*Using the information*:
a) In the tumor dataset post, what are the two folders named?
b) Echo the tumor dataset post word for word, everything from "When I try dataloader.train.show_batch(…), it" down to "not getting called?".
c) Proceed with the forum post about the imbalanced tumor dataset, picking up after its last sentence.
==== Exercise passage ====
I have a tumor dataset - two folders (one named benign and the other, malignant). It is a imbalanced dataset (almost like 9:1 ratio). I need to do a binary classification.
When I try dataloader.train.show_batch(…), it shows images of only one class (benign, because it is majority class). Is it because, the dataloader picks images at random and hence, the majority class?
In my cnn_learner, I copied the GitHub code for ‘OverSamplingCallback’ callback into a function called (Over_Sampling_Callback) and added print statements to it. I used this function in the callback_fns of the cnn_learner, as follows:
learn = cnn_learner(dls, resnet34, metrics=error_rate,callback_fns= [partial (OverSamplingCallback)]). My print statements are not called. Could it be this function is not getting called?
==== Records supplied ====
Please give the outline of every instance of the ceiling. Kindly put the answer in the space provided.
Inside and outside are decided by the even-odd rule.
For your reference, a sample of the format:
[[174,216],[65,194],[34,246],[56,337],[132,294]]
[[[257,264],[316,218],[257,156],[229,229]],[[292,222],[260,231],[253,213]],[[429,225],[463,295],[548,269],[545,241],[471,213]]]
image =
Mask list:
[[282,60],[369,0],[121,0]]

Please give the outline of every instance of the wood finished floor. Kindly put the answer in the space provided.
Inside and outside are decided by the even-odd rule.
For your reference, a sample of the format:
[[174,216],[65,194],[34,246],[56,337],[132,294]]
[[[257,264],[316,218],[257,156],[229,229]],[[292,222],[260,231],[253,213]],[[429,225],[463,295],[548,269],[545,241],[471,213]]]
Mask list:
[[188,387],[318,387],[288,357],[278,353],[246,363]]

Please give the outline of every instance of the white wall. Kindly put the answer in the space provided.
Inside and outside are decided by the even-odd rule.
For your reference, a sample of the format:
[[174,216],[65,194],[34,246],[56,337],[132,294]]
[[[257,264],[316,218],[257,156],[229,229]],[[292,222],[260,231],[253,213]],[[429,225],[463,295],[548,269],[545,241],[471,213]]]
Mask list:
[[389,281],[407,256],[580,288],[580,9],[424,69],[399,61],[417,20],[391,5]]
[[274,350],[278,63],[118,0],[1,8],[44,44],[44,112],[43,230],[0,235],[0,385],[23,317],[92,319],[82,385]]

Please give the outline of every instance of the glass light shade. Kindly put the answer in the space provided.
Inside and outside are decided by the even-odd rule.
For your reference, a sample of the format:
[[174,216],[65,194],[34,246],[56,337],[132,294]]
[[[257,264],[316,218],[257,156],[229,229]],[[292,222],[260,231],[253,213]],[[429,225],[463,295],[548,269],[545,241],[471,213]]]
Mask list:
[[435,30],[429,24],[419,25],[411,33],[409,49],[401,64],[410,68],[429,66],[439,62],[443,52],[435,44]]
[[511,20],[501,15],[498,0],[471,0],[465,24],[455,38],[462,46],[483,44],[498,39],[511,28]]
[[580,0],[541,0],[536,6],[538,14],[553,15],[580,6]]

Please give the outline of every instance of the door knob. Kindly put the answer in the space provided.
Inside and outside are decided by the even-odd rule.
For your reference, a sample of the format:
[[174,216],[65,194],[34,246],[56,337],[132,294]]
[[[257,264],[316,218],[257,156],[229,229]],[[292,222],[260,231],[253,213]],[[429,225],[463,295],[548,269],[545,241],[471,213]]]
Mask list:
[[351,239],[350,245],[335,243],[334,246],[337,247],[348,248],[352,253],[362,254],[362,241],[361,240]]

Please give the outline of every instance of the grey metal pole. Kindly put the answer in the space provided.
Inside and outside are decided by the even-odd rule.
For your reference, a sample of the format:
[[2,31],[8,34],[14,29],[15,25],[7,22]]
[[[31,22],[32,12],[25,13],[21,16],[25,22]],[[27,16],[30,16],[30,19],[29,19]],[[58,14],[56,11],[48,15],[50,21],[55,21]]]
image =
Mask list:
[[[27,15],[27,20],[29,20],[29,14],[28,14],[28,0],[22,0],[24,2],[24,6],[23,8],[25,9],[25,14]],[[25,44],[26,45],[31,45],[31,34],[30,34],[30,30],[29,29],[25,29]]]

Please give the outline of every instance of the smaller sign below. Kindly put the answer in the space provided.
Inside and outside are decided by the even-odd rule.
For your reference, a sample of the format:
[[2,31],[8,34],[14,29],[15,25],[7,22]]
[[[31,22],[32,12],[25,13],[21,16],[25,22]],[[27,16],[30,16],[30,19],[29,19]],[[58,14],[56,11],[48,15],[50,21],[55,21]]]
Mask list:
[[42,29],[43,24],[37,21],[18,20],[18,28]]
====
*Answer list*:
a) One is named benign and the other malignant.

b)
When I try dataloader.train.show_batch(…), it shows images of only one class (benign, because it is majority class). Is it because, the dataloader picks images at random and hence, the majority class?
In my cnn_learner, I copied the GitHub code for ‘OverSamplingCallback’ callback into a function called (Over_Sampling_Callback) and added print statements to it. I used this function in the callback_fns of the cnn_learner, as follows:
learn = cnn_learner(dls, resnet34, metrics=error_rate,callback_fns= [partial (OverSamplingCallback)]). My print statements are not called. Could it be this function is not getting called?

c)
In the cnn_learner, if I use metrics such as SKLearn’s roc_auc_score, it is telling me there is only one kind of value (which is benign) and I cannot use roc_auc. If point 2 above works, should not I get a balanced datase for which my error_metric should be calculated?
@karthikr
The dataloader picks up a batch of images, and displays them(upto a limit, which you can set as well). If you’re seeing only one kind of label, its because of the skewness of your data. Maybe if you run it again and again, you might see the other label as well. But the truth is that you’ll see only 1 image of the other label for every 9 images of the majority class.
Regarding your Callback, can you please attach a link to the code? I cant help you much without knowing what it is in the first place.
Finally, what do you mean by a ‘balanced’ dataset?
Maybe try adding your print command under def on_train_begin(self, **kwargs): That way your print statement should be executed at the beginning of training.
Yes, I think so too. cnn_learner returns a learner object. And Learner does not take callbacks or callback_functions as a key word arguments. So passing callbacks during fit might work!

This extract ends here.